▶ [AVAILABLE DATA]:

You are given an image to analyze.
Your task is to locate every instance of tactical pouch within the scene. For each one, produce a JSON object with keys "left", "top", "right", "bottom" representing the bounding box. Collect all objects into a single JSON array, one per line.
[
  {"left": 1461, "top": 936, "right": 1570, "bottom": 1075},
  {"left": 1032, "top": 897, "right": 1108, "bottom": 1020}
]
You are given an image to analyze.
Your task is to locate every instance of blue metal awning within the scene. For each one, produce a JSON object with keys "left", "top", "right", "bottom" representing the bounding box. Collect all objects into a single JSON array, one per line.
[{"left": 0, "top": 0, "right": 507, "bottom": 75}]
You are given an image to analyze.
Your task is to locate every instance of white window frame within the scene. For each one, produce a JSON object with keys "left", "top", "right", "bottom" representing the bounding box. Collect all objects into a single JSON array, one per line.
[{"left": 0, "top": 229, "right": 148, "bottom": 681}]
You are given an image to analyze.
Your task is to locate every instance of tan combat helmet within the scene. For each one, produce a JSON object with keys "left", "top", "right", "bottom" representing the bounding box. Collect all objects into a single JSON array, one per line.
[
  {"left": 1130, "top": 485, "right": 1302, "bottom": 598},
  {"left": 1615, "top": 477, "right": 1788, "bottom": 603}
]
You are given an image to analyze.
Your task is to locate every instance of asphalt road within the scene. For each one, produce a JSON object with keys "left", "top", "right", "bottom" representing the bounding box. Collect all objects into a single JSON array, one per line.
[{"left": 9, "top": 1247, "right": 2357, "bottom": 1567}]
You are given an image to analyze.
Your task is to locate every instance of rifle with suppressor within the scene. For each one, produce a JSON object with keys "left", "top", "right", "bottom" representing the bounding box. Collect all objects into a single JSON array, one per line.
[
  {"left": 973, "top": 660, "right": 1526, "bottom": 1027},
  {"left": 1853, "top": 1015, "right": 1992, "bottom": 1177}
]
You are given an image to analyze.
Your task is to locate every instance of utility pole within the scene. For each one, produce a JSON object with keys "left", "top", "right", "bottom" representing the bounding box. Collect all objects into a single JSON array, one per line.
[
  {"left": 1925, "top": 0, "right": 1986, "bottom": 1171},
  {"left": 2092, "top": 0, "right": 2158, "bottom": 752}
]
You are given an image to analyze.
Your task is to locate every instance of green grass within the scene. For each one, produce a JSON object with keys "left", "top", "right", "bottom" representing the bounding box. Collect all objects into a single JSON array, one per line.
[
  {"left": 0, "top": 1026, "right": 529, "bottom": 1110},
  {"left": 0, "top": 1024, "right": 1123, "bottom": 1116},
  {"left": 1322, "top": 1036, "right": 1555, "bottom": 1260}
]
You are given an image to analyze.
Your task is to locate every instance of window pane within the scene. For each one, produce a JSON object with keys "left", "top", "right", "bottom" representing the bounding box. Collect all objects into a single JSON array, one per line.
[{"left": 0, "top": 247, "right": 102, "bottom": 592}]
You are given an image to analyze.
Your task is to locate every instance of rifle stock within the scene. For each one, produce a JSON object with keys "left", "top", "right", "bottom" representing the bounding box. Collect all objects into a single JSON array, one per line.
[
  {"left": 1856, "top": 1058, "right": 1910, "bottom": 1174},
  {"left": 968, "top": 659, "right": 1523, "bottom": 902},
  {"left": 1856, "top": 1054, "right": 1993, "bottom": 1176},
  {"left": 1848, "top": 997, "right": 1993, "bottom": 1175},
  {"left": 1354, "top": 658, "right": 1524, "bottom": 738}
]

▶ [TASK DETAILS]: Repeat the listing above exactly. Add nothing.

▶ [ANSWER AREA]:
You are given an image to analyze.
Your task is to locate every instance of tactical pouch within the scene. For each one, produce a JSON object with keys "left", "top", "right", "bottom" representing the bounding box. Collect all objects into a single JSON array, one per line.
[
  {"left": 1461, "top": 936, "right": 1570, "bottom": 1075},
  {"left": 1032, "top": 897, "right": 1108, "bottom": 1020}
]
You are given an image to analyze.
Your task is to locate every instance of blue metal awning within the scene. For each one, produce a JSON object with keys "left", "top", "right", "bottom" representing the bounding box. Collect all objects into a single JSON array, one per line.
[{"left": 0, "top": 0, "right": 507, "bottom": 75}]
You are given an image to analyze.
Your task is to locate every instance of white window frame within the scene. For each one, produce a JSON object with keys "left", "top", "right", "bottom" representing the bounding box. Collect all objects into a single JSON array, one per line.
[{"left": 0, "top": 229, "right": 148, "bottom": 681}]
You are given an image to analyze.
Your task is to locate every instance of tan combat helmet within the scene. For each one, produce a JSON object with keys "left", "top", "right", "bottom" representing the bounding box. Collect all objects into a single JSON array, one per line.
[
  {"left": 1130, "top": 485, "right": 1302, "bottom": 598},
  {"left": 1615, "top": 477, "right": 1788, "bottom": 603}
]
You are given an image to analyze.
Your task is to locate every instance of asphalt road within the scene. For each one, produce a JSON object with keys "left", "top", "right", "bottom" representing the bounding box. Collect all objects into a single JSON array, one per line.
[{"left": 9, "top": 1247, "right": 2357, "bottom": 1567}]
You are given an image to analyze.
Your task is to locate every instance of rifle with suppressor within the scene. For each one, produce a JSON object with keys "left", "top", "right", "bottom" representing the bounding box. Collect all objects into a single JSON array, one per line.
[
  {"left": 973, "top": 660, "right": 1526, "bottom": 1027},
  {"left": 1853, "top": 1015, "right": 1992, "bottom": 1177}
]
You are given an image to analyze.
Your task is to locate every instance of utility pole within the scene. For each one, produce a JSON object with keys "left", "top", "right", "bottom" representing the bounding box. Collect all objects into a single JSON array, one per line.
[
  {"left": 1925, "top": 0, "right": 1986, "bottom": 1171},
  {"left": 2092, "top": 0, "right": 2158, "bottom": 752}
]
You are given an image to analyze.
Your task is to locate every instance of green grass within the scene. For each one, produce a JSON object with keys "left", "top", "right", "bottom" representing the bounding box. Collect all objects into a single JSON array, one per line.
[
  {"left": 0, "top": 1026, "right": 529, "bottom": 1110},
  {"left": 0, "top": 1024, "right": 1123, "bottom": 1116},
  {"left": 1322, "top": 1036, "right": 1555, "bottom": 1260}
]
You are given an image to analyze.
Your task is to locate every instance of window pane within the scene. For each one, produce a JSON object with keys "left", "top", "right", "bottom" representing the bounding box. Collect all objects into a single JSON array, one per line.
[{"left": 0, "top": 247, "right": 102, "bottom": 592}]
You are given an image to analyze.
Your task is to locate every instance of rifle stock within the scene. For each one, produce a JSON object with keys "left", "top", "right", "bottom" representing the bounding box. Collect all objects into a single JSON array, one per line.
[
  {"left": 1856, "top": 1058, "right": 1910, "bottom": 1174},
  {"left": 968, "top": 659, "right": 1523, "bottom": 902},
  {"left": 1856, "top": 1054, "right": 1993, "bottom": 1176},
  {"left": 1848, "top": 997, "right": 1993, "bottom": 1175},
  {"left": 1354, "top": 658, "right": 1524, "bottom": 738}
]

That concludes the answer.